### Short problem
Convert every line of the records below into a numbered list, skipping any blank lines. Leave the pictures out of your answer.

### The records
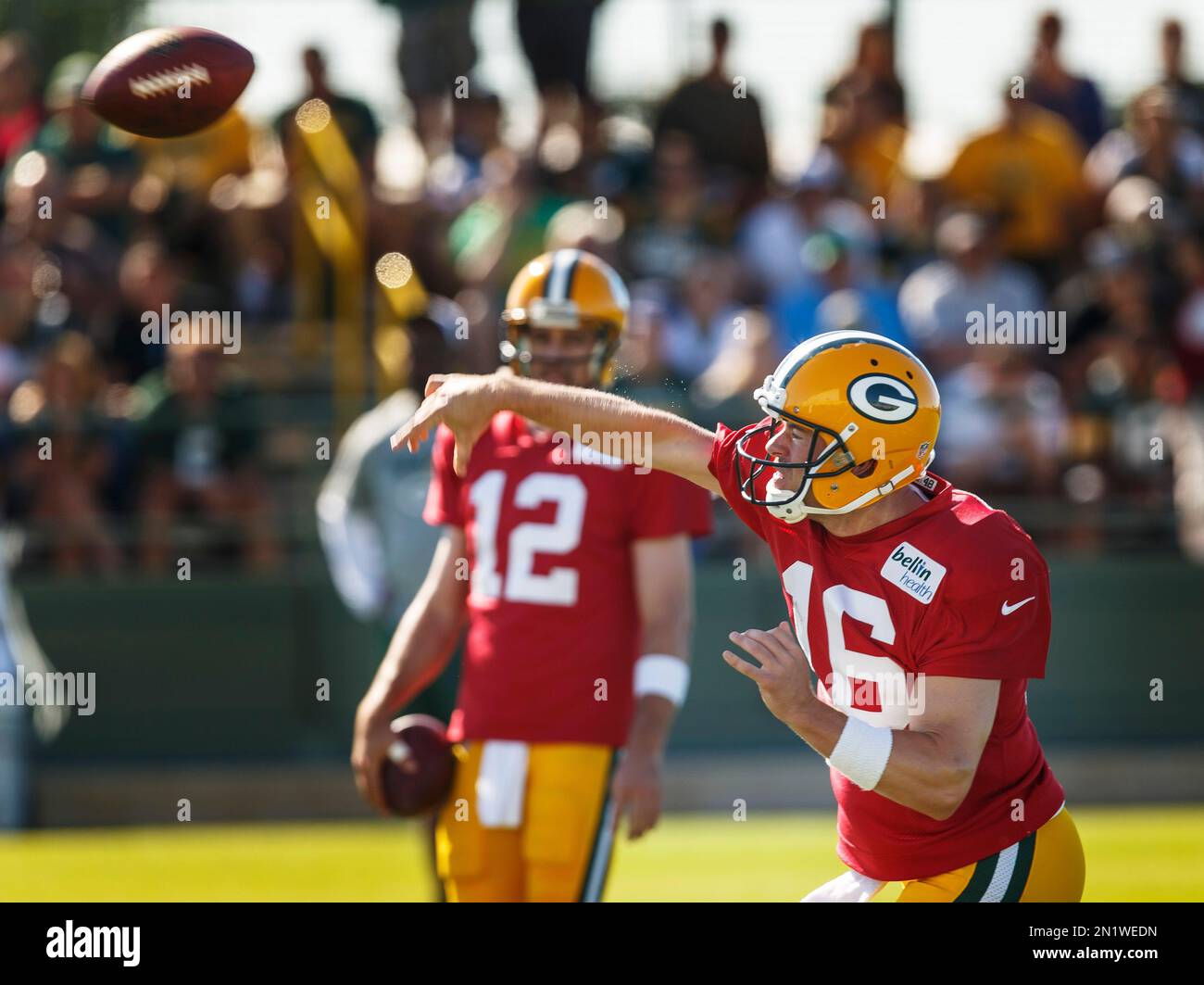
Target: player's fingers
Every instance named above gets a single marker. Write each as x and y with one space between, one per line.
433 382
787 640
645 815
464 445
778 650
402 756
757 650
743 666
420 425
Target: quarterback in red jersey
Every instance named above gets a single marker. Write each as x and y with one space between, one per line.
572 571
920 611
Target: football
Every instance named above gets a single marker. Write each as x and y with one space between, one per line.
168 82
417 776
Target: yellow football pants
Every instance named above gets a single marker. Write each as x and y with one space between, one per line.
562 851
1046 867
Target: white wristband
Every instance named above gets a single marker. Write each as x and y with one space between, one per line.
861 752
662 675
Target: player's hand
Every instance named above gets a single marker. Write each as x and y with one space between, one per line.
636 790
462 402
781 672
370 747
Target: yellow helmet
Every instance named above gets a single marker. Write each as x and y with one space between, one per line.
873 410
566 289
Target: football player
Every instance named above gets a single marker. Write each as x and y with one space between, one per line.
920 610
573 574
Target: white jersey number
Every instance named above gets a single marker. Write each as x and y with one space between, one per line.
562 535
850 668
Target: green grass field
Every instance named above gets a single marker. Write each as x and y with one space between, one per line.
1133 854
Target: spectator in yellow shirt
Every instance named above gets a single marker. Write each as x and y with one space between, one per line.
1027 171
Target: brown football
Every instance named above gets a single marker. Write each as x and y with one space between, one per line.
168 82
418 773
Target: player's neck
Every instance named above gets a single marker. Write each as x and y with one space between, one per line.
891 507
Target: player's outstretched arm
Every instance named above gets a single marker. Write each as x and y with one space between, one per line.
645 436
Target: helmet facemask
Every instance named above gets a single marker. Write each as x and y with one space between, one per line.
518 352
827 455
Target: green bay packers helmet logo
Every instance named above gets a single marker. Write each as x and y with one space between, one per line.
883 398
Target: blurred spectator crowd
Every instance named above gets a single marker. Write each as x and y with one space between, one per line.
113 448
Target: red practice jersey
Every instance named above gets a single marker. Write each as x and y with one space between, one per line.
552 601
952 589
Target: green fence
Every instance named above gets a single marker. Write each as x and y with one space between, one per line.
228 670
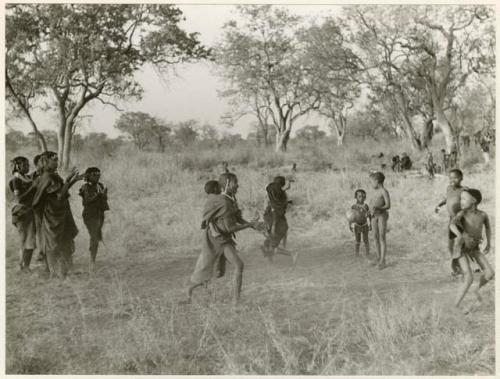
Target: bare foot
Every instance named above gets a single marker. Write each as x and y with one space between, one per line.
185 302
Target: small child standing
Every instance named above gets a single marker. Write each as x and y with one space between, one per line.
467 226
95 203
381 204
452 201
361 222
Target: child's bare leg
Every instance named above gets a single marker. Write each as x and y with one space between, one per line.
190 291
464 265
376 234
487 275
232 256
357 235
383 244
366 241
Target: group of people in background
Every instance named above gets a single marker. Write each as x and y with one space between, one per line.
42 213
43 217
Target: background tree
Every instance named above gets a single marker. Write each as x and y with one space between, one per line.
141 126
310 133
336 71
261 60
421 55
185 132
68 55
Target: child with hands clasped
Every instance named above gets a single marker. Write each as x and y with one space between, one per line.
467 226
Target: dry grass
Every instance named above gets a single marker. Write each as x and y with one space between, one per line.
332 314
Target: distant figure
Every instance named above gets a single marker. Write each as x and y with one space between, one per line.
22 212
445 160
485 148
465 141
360 223
396 164
453 160
452 201
274 217
95 202
430 166
406 162
35 174
224 167
222 218
381 204
467 226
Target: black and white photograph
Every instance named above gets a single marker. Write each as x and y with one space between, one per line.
249 189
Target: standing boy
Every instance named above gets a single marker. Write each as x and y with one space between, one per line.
452 201
381 204
95 203
467 226
362 223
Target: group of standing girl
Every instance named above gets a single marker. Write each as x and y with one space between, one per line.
42 213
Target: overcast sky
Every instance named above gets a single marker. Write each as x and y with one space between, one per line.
192 93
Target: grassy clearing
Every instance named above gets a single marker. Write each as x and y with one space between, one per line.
331 315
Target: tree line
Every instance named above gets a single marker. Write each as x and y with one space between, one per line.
412 70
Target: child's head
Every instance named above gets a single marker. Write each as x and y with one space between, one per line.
228 183
360 196
20 165
470 197
36 161
456 177
92 174
212 187
377 178
280 180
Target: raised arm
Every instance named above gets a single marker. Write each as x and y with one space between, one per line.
487 228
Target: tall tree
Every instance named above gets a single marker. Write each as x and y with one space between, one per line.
336 71
261 60
69 55
422 54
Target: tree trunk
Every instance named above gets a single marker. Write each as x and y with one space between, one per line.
68 137
282 138
444 125
60 140
427 133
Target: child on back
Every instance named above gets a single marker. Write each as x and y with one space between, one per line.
381 203
95 203
212 187
467 226
452 201
361 222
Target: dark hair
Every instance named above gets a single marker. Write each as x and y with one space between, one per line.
17 162
36 159
44 157
458 172
359 191
89 171
378 176
212 187
280 180
225 178
476 194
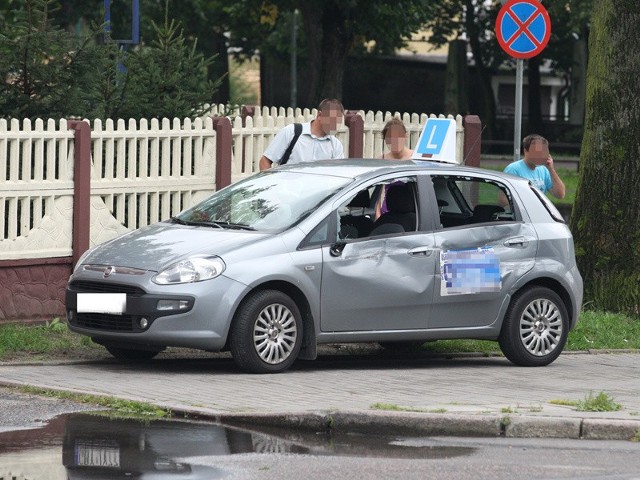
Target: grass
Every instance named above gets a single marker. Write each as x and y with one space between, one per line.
601 402
392 407
51 339
114 405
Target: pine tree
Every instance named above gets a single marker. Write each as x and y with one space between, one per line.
39 64
167 78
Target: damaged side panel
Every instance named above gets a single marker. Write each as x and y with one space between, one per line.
476 270
379 284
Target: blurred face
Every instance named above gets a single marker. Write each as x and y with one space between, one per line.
329 120
538 153
395 139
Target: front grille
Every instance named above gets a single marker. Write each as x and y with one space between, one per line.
106 321
105 287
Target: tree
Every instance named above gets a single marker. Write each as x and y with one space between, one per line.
475 21
51 70
332 30
606 215
167 78
39 63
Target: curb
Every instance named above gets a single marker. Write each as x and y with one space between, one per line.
433 424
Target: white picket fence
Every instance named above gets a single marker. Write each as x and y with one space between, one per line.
142 172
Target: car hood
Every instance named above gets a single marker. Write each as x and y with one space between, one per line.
159 245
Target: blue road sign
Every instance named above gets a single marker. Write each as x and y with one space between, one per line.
437 141
523 28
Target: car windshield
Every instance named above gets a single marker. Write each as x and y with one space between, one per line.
271 201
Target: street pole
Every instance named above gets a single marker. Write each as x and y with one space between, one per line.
517 121
294 58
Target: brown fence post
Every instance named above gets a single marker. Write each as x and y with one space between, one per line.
472 140
80 238
355 124
247 111
224 141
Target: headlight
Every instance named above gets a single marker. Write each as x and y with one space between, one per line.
195 269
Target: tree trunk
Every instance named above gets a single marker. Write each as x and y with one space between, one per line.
534 115
606 216
329 42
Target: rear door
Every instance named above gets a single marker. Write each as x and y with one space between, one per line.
379 281
483 248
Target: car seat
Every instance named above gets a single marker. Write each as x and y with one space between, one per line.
401 208
485 213
357 226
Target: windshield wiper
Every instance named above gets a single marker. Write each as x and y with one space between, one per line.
195 224
236 226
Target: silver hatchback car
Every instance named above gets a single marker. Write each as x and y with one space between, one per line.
338 251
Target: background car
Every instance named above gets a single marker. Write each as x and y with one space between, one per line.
338 251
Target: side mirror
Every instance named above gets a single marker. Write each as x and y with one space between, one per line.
336 249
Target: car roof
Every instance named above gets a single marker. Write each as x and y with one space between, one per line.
361 168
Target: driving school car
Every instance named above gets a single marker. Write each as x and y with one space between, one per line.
338 251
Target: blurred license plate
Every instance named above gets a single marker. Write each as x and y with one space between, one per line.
102 303
92 455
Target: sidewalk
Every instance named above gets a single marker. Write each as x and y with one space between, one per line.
457 395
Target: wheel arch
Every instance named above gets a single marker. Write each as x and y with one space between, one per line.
557 287
308 350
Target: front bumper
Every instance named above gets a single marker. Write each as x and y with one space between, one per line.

### Result
1. Target: player's fingers
2. Every instance named above gets a single marker. Write each as x and y with one space between, one per line.
3. 433 382
4. 787 640
5. 645 815
6. 464 445
7. 778 650
8. 402 756
9. 757 650
10. 743 666
11. 420 425
12. Target: quarterback in red jersey
13. Every instance named above gets a single marker. Write each as x and y with one space between, one per line.
14. 572 571
15. 920 611
16. Target: football
17. Every instance named above gets a single marker. Write each as x and y with one space between, one per line.
18. 168 82
19. 417 776
20. Target: yellow football pants
21. Every instance named above gets a single marker. Write each as x and y with one space between, one per line.
22. 562 851
23. 1046 867
24. Target: white wristband
25. Every instance named above gets a single marker. Write each as x and y with one space between, one per line.
26. 861 752
27. 662 675
28. Target: player's hand
29. Every instance named above gets a single marker. Write each as x and y with one space between, one per line.
30. 636 790
31. 462 402
32. 781 672
33. 370 747
34. Target: yellow helmet
35. Every instance named above gets a single marker. Write each as x and y with one space between, one per line.
36. 873 410
37. 566 289
38. Target: football player
39. Every instance named above gets a single marker. Write each as x and y with one space between, one per line.
40. 920 610
41. 573 574
42. Target: white jersey number
43. Every instance named above gets a single marker. Write each as x and y with one space between, one per line.
44. 562 535
45. 850 668
46. Target: green grass field
47. Every instance named above gets a single marker. Write each as x and y with one space between, one per line.
48. 1133 854
49. Target: spectator in yellow shirt
50. Every instance named above gets a single marker. Write each as x and y with one space between, one per line.
51. 1027 171
52. Target: brown football
53. Every instance named above gets a single marker. Write each as x and y with one space between, one per line.
54. 168 82
55. 418 773
56. Target: player's neck
57. Every instance named above gets a single marker. Write each as x and y with one space between, one per line.
58. 891 507
59. Target: player's outstretched arm
60. Every instance named above gets a single marker. Write each as x and y with one space between, one per line.
61. 645 436
62. Target: helmet facemask
63. Every instance named above gets a single marker. Write each as x and y with one space between, one per line.
64. 518 352
65. 827 455
66. Target: green bay packers helmet logo
67. Every instance named above gets a single marker. Write each as x and y with one space between, one per line.
68. 883 398
69. Target: blurred spectator crowd
70. Every instance named above gets a single marker. Write each as x and y with one space between, one per line.
71. 113 448
72. Target: red practice jersey
73. Every instance named above gets a single marker. Write each as x and y with one space between, one per line.
74. 552 601
75. 952 589
76. Target: green fence
77. Every instance named above gets a single marker. Write each as x and y with one space between, one per line.
78. 228 670
79. Target: bare foot
80. Every instance named above gets a single marker. Write each as x and y with one space between, one per line.
81. 185 302
82. Target: small child standing
83. Every instance named above gets a single marker. Write each as x and y with one space between, one per line.
84. 467 226
85. 95 203
86. 381 204
87. 452 201
88. 361 222
89. Target: child's bare leg
90. Every instance named above gets a single marker. Write each as x and y with one space between, one per line.
91. 190 291
92. 464 265
93. 376 234
94. 487 275
95. 232 256
96. 357 235
97. 383 244
98. 366 241
99. Target: group of people in background
100. Every instance named above gets a single marker. Write each as x and y with one space between, one per line.
101. 42 213
102. 43 217
103. Target: background tree
104. Every instance named above gets a single marker. Write each as x and y with one space between, one per line.
105. 141 126
106. 310 133
107. 336 71
108. 261 60
109. 421 55
110. 185 132
111. 68 55
112. Target: child with hands clasped
113. Every instance named above gets a single marker. Write each as x and y with one space between, one per line.
114. 467 226
115. Target: dry grass
116. Every instance named above gets a single marker. Write each as x and y with one space between, one per line.
117. 332 314
118. Target: distant figure
119. Every instance named above gets a single marker. Write each as x and y with one space between, one per line.
120. 22 212
121. 445 160
122. 485 148
123. 465 141
124. 360 223
125. 396 164
126. 453 160
127. 452 201
128. 274 217
129. 95 202
130. 430 166
131. 406 162
132. 35 174
133. 224 167
134. 222 218
135. 381 204
136. 467 226
137. Target: black and white photograph
138. Every instance named above gets a single marker. Write each as x and y with one space between, one per line.
139. 249 189
140. Target: standing boy
141. Every instance named above gets a single marker. Write each as x and y with one space between, one per line.
142. 452 201
143. 381 204
144. 95 203
145. 467 226
146. 362 223
147. Target: group of standing girl
148. Every instance named above gets a single marker. Write each as x and y with one space between, one per line.
149. 42 213
150. Target: overcast sky
151. Every instance named above gets a single marker. Write each as x and y with one space between, one per line.
152. 192 93
153. Target: grassy clearing
154. Every instance named above gets a single marker. Write each as x and y with one space between, one per line.
155. 331 315
156. Target: tree line
157. Every instance named above gets a single marker. Write each as x and y with one space between, one per line.
158. 412 70
159. Target: child's head
160. Every instance named above gets a single marker. Write each as x and y with one space between, one per line.
161. 228 183
162. 360 196
163. 20 165
164. 470 197
165. 36 161
166. 456 177
167. 92 174
168. 212 187
169. 377 178
170. 280 180
171. Target: raised arm
172. Every instance named above gets a single marker. Write each as x and y with one space between, one per line.
173. 487 228
174. Target: tall tree
175. Every instance named above gets a single marker. Write each as x and y with one space between, one per line.
176. 336 71
177. 261 60
178. 69 55
179. 422 54
180. Target: tree trunk
181. Every instance named above gets a single marker. Write each as x and y with one space between, one per line.
182. 68 137
183. 282 138
184. 444 125
185. 60 140
186. 427 133
187. Target: child on back
188. Every instance named above gets a single marker. Write each as x and y with one space between, one per line.
189. 381 203
190. 95 203
191. 212 187
192. 467 226
193. 452 201
194. 361 222
195. Target: dark hair
196. Every instance named above gets a single marker. Write each as x and y with one space between, one per line.
197. 17 162
198. 36 159
199. 44 157
200. 458 172
201. 359 191
202. 89 171
203. 378 176
204. 212 187
205. 280 180
206. 225 178
207. 476 194
208. Target: grass
209. Every instance named above gets a single marker. Write each as x and y with one space between, one per line.
210. 601 402
211. 392 407
212. 51 339
213. 114 405
214. Target: pine tree
215. Every instance named above gets a single marker. Write each as x and y with one space between, one per line.
216. 39 64
217. 167 78
218. Target: damaged side panel
219. Every instance named above gets a single marker. Write each as x and y with one space between, one per line.
220. 476 270
221. 379 284
222. Target: blurred face
223. Every instance named above gets a single marker. Write each as x and y with one space between, one per line.
224. 329 120
225. 538 153
226. 395 139
227. Target: front grille
228. Every instance named above gets a single marker. Write each as x and y with one space between, one per line.
229. 106 321
230. 105 287
231. Target: tree
232. Every instance named above gets a single marker. Write each as x and y with one space between, one per line.
233. 475 21
234. 51 70
235. 332 30
236. 606 215
237. 167 78
238. 39 63
239. Target: curb
240. Every instance named above gets a single marker. Write each as x and y with one space between, one per line.
241. 433 424
242. Target: white picket fence
243. Every instance named above gets a single marker. Write each as x and y with one space between, one per line.
244. 142 172
245. Target: car hood
246. Every instance named above gets a single marker. Write each as x and y with one space between, one per line.
247. 159 245
248. Target: blue road sign
249. Every instance named above gets a single marker. Write each as x and y with one space between, one per line.
250. 437 141
251. 523 28
252. Target: car windshield
253. Every instance named above gets a single marker. Write each as x and y with one space between, one per line.
254. 271 201
255. Target: street pole
256. Every instance named above gets a single marker. Write each as x and y with one space between, one per line.
257. 517 121
258. 294 58
259. Target: brown fence post
260. Every instance named above gets a single marker. Write each as x and y with one space between, one per line.
261. 472 140
262. 80 238
263. 355 124
264. 247 111
265. 224 141
266. Target: headlight
267. Every instance named above gets a single marker. Write each as x and y with one space between, one per line.
268. 195 269
269. Target: tree trunk
270. Every instance named above gets a single marker. Write each as x and y with one space between, one per line.
271. 534 115
272. 606 216
273. 329 42
274. Target: rear door
275. Every instance named above gets a single marker. Write each as x and y with one space between, one per line.
276. 379 281
277. 483 248
278. Target: car seat
279. Every instance named above gets a single marker. Write each as x and y with one space between, one per line.
280. 401 208
281. 485 213
282. 357 226
283. Target: windshield wiper
284. Every instance named above gets a single marker. Write each as x and y with one space between, one per line.
285. 195 224
286. 236 226
287. Target: silver hatchback car
288. Every instance named above gets a single marker. Write each as x and y with one space between, one per line.
289. 338 251
290. Target: background car
291. Every instance named above gets a single marker. Write each as x and y with one space between, one per line.
292. 338 251
293. Target: side mirror
294. Every instance named above gets a single marker. Write each as x and y with one space between, one per line.
295. 336 249
296. Target: car roof
297. Every instance named above gets a single marker. Write each as x and y with one space between, one per line.
298. 361 168
299. Target: driving school car
300. Every instance named above gets a single marker. Write each as x and y with one space between, one per line.
301. 338 251
302. Target: blurred license plate
303. Every instance named above gets a single marker. Write each as x and y with one space between, one per line.
304. 102 303
305. 92 455
306. Target: sidewalk
307. Every instance named above gets a single marker. Write each as x and y with one space between, one per line.
308. 457 395
309. Target: wheel arch
310. Every instance named above gets a single marker. Write each as x and y with one space between, one per line.
311. 557 287
312. 308 350
313. Target: front bumper
314. Every instance named above gets a single marker. Write each as x and y with one space between, one per line.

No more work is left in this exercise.